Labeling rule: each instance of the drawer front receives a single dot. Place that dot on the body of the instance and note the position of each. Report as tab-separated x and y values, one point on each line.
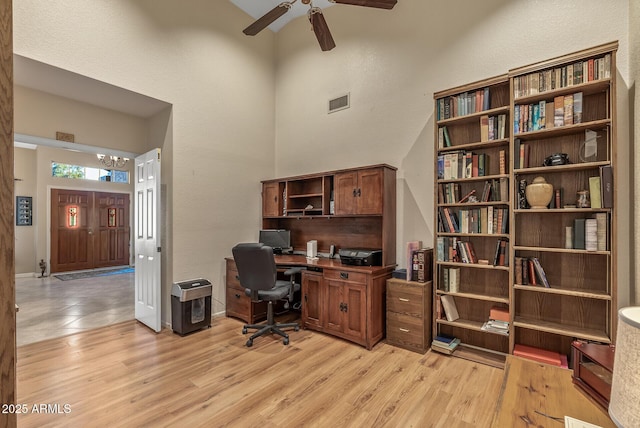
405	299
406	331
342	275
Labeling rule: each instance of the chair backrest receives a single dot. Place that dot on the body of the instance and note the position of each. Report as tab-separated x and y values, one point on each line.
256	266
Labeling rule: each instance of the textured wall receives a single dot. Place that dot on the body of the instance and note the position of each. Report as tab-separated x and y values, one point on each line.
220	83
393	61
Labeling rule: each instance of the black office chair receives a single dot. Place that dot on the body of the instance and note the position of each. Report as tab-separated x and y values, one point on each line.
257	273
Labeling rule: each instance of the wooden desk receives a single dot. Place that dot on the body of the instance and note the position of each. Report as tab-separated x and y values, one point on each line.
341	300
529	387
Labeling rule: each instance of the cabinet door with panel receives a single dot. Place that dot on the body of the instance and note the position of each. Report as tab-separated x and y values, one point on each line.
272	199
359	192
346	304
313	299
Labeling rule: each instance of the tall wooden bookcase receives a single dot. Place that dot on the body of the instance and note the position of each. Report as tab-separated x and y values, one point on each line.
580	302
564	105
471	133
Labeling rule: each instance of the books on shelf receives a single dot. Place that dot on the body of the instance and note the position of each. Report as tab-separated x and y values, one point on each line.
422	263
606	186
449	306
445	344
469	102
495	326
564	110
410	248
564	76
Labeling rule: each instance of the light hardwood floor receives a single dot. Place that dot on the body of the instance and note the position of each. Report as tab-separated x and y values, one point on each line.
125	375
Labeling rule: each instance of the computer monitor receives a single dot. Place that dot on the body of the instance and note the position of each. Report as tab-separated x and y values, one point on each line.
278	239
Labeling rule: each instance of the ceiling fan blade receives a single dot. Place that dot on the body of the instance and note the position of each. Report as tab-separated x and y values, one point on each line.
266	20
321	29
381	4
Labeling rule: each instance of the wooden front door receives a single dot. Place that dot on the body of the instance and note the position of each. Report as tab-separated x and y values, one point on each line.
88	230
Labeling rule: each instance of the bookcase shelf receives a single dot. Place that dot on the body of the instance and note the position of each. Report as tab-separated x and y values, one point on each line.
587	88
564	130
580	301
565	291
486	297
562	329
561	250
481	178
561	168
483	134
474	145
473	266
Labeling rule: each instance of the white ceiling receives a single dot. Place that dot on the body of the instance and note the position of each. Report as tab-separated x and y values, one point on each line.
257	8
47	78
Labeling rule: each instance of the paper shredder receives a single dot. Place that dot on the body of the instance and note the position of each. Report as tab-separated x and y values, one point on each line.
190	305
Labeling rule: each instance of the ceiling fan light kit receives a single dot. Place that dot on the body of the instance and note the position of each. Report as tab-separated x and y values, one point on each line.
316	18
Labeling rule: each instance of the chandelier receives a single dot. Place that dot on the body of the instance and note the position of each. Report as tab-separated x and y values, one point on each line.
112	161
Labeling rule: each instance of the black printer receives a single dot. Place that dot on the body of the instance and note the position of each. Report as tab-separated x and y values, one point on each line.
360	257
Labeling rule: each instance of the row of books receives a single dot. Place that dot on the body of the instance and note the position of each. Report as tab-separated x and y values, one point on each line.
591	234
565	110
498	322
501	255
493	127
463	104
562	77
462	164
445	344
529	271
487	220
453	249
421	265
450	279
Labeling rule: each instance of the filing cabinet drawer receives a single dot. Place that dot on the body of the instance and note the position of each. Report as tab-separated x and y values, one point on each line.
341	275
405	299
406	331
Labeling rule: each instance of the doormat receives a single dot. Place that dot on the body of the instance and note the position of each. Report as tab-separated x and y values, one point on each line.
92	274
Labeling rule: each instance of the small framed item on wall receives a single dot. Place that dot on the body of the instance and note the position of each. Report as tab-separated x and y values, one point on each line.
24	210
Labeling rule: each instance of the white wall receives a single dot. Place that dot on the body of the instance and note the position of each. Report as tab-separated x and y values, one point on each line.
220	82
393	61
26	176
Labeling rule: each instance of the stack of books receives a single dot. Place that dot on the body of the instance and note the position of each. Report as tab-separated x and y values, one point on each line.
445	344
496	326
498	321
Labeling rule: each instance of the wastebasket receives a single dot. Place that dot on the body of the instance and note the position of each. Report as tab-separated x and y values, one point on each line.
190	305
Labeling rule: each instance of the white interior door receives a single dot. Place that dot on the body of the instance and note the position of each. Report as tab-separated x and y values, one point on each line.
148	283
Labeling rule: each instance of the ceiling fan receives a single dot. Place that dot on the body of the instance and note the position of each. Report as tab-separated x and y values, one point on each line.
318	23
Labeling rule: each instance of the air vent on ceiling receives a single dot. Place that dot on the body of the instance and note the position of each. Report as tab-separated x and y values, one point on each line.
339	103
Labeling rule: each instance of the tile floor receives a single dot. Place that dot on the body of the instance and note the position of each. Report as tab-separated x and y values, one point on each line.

• Direction
Starting at the line containing "Labeling rule: each instance of the air" and ending at the last line, write out only those lines in full, and shift every x and y coordinate among them by -117.

• Expected answer
Labeling rule: each instance of the air vent on ceiling receives a single dot. Place that dot on the body of the instance and note the position of each. Report as tab-separated x and y values, one point on each line.
222	-14
Labeling rule: each instance of the tile floor receives a single dot. Place that dot on the body of the instance and note the position of each. Report as tab-separated x and y values, one point on each line.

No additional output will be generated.